→ **Directives**
**a)** Sum up the commentary in two sentences.
**b)** Copy the commentary word for word from "But of course, groups" to "According to (former)".
**c)** Answer these questions using the commentary:
(i) What does the commentary say the people of the North Caucasus need more of, not less?
(ii) On whose behalf were John Edwards and Jack Kemp speaking?
(iii) How much did the American government openly spend to influence the Ukrainian election?

→ **Document**
---------------

But the real tragedy
is that human rights are now in greater jeopardy than
ever in the North Caucasus. The people of the region
are desperately in need of help from human rights groups
with genuine moral authority. Certainly not all
international rights organizations are guilty of the
same excesses as AI and HRW, and many of them do
important work under difficult circumstances. But it
seems that the worst are always the loudest and the
least balanced, and now these have undercut all of the
others. They have thereby done a tremendous disservice
to the people that they claim to help.
But of course, groups
like AI and HRW never really cared about the people of
the North Caucasus. Otherwise, they would not have
abandoned the region. At the very least they would have
let the world know why they abandoned the region, and
when they returned to it they would have documented what
had happened while they were gone.
What about those
foreign NGOs that promote democracy in Russia? Just as
with human rights, there is no question that the people
of the North Caucasus need more, not less, democracy.
So there is plenty of room for help, just as long as it
is honest and informed.
According to (former)
Senator John Edwards and (former) Congressman Jack Kemp
(speaking on behalf of the Council on Foreign
Relations), the Russian legislation "would roll back
pluralism in Russia and curtail contact between our
societies." Yet it does not seem that even John Edwards
should be too young to remember the scandals that rocked
American elections in 1996, 1998, and 2000, when there
were revelations that relatively small amounts of money
had found their way from China and other foreign
countries into American political campaigns. Outraged
leaders of both American parties, and indignant
editorialists in all of the same American dailies that
are now condemning the Russian NGO legislation, declared
that foreign money should never be allowed to influence
American elections. Yet these same opinion leaders
thought it was fine when the American government openly
spent USD 45 million to influence the outcome of the
Ukrainian election.

---------------

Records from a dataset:
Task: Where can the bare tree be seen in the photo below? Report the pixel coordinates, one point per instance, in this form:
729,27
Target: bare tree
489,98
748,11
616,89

---------------

→ **Answers for the tasks**
**a)** The commentary argues that human rights in the North Caucasus are in greater jeopardy than ever, and that the loudest and least balanced rights groups, such as AI and HRW, abandoned the region and so did a tremendous disservice to its people. It also points out that American opinion leaders who insisted foreign money should never influence American elections now condemn Russia's NGO legislation, yet they thought it fine when the American government openly spent USD 45 million to influence the Ukrainian election.

**b)**
But of course, groups
like AI and HRW never really cared about the people of
the North Caucasus. Otherwise, they would not have
abandoned the region. At the very least they would have
let the world know why they abandoned the region, and
when they returned to it they would have documented what
had happened while they were gone.
What about those
foreign NGOs that promote democracy in Russia? Just as
with human rights, there is no question that the people
of the North Caucasus need more, not less, democracy.
So there is plenty of room for help, just as long as it
is honest and informed.
According to (former)

**c)**
(i) Democracy.
(ii) The Council on Foreign Relations.
(iii) USD 45 million.